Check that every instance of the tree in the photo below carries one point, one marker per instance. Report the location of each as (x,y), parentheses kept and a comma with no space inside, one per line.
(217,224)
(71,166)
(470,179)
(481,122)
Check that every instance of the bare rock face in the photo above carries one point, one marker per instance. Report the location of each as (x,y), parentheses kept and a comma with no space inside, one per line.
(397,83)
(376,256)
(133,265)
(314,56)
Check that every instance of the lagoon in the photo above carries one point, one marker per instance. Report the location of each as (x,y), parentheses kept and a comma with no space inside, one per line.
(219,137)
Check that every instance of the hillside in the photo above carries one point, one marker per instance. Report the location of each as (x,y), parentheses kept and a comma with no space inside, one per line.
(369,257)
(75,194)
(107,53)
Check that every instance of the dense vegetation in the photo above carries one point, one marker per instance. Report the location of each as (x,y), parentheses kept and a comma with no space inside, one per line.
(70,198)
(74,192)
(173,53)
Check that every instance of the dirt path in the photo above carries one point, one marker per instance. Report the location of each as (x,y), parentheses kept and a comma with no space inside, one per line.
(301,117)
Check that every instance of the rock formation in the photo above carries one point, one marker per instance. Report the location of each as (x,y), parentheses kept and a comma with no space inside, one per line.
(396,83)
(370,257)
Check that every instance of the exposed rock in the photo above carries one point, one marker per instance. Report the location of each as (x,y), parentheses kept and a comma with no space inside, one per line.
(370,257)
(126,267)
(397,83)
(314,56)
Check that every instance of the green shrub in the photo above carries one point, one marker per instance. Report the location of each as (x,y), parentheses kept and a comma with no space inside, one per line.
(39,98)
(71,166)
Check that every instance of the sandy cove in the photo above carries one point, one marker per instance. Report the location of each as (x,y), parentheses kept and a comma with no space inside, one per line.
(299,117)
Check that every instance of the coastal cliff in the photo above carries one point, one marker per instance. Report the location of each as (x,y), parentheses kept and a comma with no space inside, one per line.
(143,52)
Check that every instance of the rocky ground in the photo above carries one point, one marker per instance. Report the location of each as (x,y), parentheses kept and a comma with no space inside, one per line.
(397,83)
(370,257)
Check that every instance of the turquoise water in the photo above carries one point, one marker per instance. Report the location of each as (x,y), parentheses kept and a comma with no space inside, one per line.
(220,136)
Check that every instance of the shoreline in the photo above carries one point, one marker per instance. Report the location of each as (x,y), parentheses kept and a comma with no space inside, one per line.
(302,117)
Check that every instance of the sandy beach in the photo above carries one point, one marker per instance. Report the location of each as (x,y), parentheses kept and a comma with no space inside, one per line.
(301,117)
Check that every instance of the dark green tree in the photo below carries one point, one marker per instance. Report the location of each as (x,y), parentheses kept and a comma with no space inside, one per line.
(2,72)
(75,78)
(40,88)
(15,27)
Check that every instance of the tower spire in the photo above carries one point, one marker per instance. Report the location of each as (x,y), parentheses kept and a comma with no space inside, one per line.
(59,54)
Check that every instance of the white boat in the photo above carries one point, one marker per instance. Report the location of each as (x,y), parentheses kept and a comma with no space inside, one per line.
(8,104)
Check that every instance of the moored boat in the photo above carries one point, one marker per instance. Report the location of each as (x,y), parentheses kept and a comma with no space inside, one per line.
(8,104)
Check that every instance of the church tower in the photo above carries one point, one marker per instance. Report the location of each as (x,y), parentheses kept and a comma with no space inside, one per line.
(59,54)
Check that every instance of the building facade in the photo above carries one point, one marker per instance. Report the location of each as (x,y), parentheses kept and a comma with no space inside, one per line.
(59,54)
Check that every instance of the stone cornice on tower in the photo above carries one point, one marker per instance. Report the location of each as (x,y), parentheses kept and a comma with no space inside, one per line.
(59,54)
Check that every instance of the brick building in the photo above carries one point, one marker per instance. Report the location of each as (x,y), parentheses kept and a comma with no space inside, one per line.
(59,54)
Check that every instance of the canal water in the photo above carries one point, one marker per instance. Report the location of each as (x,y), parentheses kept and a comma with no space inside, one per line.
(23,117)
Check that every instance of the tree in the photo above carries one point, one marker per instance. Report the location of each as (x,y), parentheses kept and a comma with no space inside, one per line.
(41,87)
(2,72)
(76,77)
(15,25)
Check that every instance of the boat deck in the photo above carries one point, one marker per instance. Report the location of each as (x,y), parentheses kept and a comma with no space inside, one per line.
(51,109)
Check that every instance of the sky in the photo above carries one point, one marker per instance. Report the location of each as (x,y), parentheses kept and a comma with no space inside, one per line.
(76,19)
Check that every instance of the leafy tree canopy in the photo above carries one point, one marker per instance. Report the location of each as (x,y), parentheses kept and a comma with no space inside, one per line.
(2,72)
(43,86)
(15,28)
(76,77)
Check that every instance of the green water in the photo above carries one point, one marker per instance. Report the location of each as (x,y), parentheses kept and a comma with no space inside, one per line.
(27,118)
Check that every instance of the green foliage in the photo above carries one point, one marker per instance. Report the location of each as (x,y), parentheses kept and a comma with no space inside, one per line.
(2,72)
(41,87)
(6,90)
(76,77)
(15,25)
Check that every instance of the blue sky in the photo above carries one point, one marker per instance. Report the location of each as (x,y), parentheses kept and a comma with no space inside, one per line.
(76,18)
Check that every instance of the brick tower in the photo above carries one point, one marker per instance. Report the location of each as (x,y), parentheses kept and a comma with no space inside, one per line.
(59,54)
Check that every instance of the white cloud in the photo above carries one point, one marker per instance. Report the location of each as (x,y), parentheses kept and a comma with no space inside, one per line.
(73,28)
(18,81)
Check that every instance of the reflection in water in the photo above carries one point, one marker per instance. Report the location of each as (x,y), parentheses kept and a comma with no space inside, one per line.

===

__Aim of the exercise__.
Give back each entry so that it matches the original word for word.

__Exercise answer__.
Check that every instance of the tree in the photo below carries one point, one marker per instance. Report the location of each as (x,y), parentheses kept and a comma with no space inside, one per line.
(217,224)
(71,166)
(470,179)
(481,122)
Check that every instance of the bare rock face in the photo above carries one point, one marker per instance. Report the location of each as (x,y), parentheses kept and a comma with no space inside, one per line.
(397,83)
(376,256)
(133,265)
(314,56)
Check that every instance of the lagoon in the photo above carries one point, one marker per instance. Report the location of each as (x,y), parentheses kept and a comma with no space inside, one per line.
(219,137)
Check that every instance of the hillside in the photo above carries one point, one marker per instance. Report the location of each as (x,y), parentheses kept and a comma with no space inside, one per line.
(369,257)
(75,194)
(107,53)
Check that every instance of the dense vegetation in the photo above carries one point, one marker per instance. Report the location of each as (x,y), parentheses kept and a comma with no space inside, one per line.
(70,198)
(74,192)
(173,53)
Check that every instance of the dirt path in the photo above carries one point, one marker per instance. Report the location of each as (x,y), parentheses kept and a comma with no space inside, one per line.
(301,117)
Check that every instance of the rock formation in the photo above carries one point, one marker per instance. Report the location of each as (x,y), parentheses kept and a comma with no space inside, one per line.
(396,83)
(370,257)
Check that every instance of the exposed rock in the photo above carries one point, one marker per instance. Report the location of each as (x,y), parentheses kept and a comma with no space inside, one per line.
(370,257)
(126,267)
(397,83)
(314,56)
Check that every instance of the green shrub in the photo above carries one point, one marker per instance. Report the location of each as (x,y), parentheses kept and a comma with no space inside, one per line.
(39,98)
(71,166)
Check that every instance of the sandy cove in the photo above carries one point, one marker per instance. Report the location of each as (x,y), parentheses kept and a comma with no space inside, one per line.
(299,117)
Check that every instance of the coastal cliff in the photo above carries one point, one marker per instance. Report the location of each as (x,y), parentheses kept and a comma with no space inside, one per line.
(143,52)
Check that every instance of the rocky ground in the photo above carries one point, one marker per instance. Report the location of each as (x,y), parentheses kept and a comma with no space inside, one per line.
(397,83)
(370,257)
Check that every instance of the turquoise water in the photo above carries one point, one marker per instance. Report the location of each as (x,y), parentheses kept and a comma with no space inside, one per line.
(220,136)
Check that every instance of the shoreline in the photo above carries one point, one marker per instance. Report the location of each as (x,y), parentheses kept and a comma with no space inside, one per line.
(302,117)
Check that every instance of the sandy beach in the photo above carries one point, one marker per instance. Report the location of each as (x,y), parentheses kept and a comma with no space inside, one per line.
(301,117)
Check that every instance of the dark green tree in the photo below carries one point, one marker per instance. Report the location of each as (x,y), parentheses kept and a comma with no space inside, one per line.
(2,72)
(75,78)
(40,88)
(15,27)
Check that every instance of the tower spire in the photo above carries one point, one marker per instance. Report the location of each as (x,y), parentheses kept and a comma with no space inside, one per line.
(59,54)
Check that every instance of the white boat in the photo above carries one point, one marker per instance. Report the location of each as (x,y), parentheses kept and a comma with no space inside, one per line.
(8,104)
Check that every instance of the moored boat in the photo above carries one point, one marker per instance. Report the location of each as (x,y), parentheses kept and a comma with no space inside, one per line.
(8,104)
Check that every instance of the church tower in the photo above carries one point, one marker per instance. Report the location of each as (x,y), parentheses kept and a comma with no space inside, one per line.
(59,54)
Check that every instance of the building facade in the photo above carries one point, one marker per instance. Report the location of each as (x,y), parentheses kept and a comma with no space inside, one per line.
(59,54)
Check that every instance of the stone cornice on tower in the photo above carries one point, one marker per instance. Report the location of each as (x,y), parentheses kept and a comma with no space inside, one per line.
(59,54)
Check that every instance of the brick building in the photo above carries one point, one marker per instance. Report the location of each as (x,y), parentheses kept and a comma with no space inside, one per line.
(59,54)
Check that every instance of the canal water in the photo above carries one point, one marker per instance. Report the location of each as (x,y), parentheses kept and a comma with no space inside, one per line.
(23,117)
Check that every instance of the tree in the photo above carries one point, one marker per instance. Report the location of each as (x,y), parentheses kept and a comma with no space inside, one per line.
(41,87)
(2,72)
(76,77)
(15,25)
Check that every instance of the boat deck in the photo above carries one point, one marker per instance. Report the location of each as (x,y), parentheses kept and a comma with no space inside, one per line.
(51,109)
Check that every instance of the sky in the photo above carries one point, one marker per instance. Report the location of each as (x,y), parentheses kept and a comma with no space inside, one per line.
(76,19)
Check that every instance of the leafy tree canopy in the photo above carries one point, one marker per instance. Report the location of each as (x,y), parentheses kept and a comma with no space inside, one per line.
(2,72)
(43,86)
(15,28)
(76,77)
Check that every instance of the green water in the photo above carries one point, one marker per instance. Report the location of each as (x,y), parentheses kept and a comma with no space inside, one per line.
(27,118)
Check that every instance of the green foliage in the photo above carries one point, one marker per instance. Report the location of each as (x,y), parentheses kept and a comma with no space inside, one per line.
(2,72)
(41,87)
(6,90)
(76,77)
(15,25)
Check that every instance of the blue sky in the photo above carries one point, one marker per instance. Report the location of each as (x,y), parentheses kept and a comma with no space inside, one per line.
(76,18)
Check that every instance of the brick tower in the photo above carries one point, one marker per instance. Report the location of each as (x,y), parentheses kept and a comma with no space inside, one per line.
(59,54)
Check that every instance of the white cloud in the photo above carries one point, one marker per instance. Report the location of each as (x,y), parentheses kept and a comma with no space inside, one per line.
(73,28)
(18,81)
Check that every instance of the reflection in water in the photo above carries one point, one marker per instance. Report the location of each as (x,y), parentheses kept and a comma with no space inside, one per line.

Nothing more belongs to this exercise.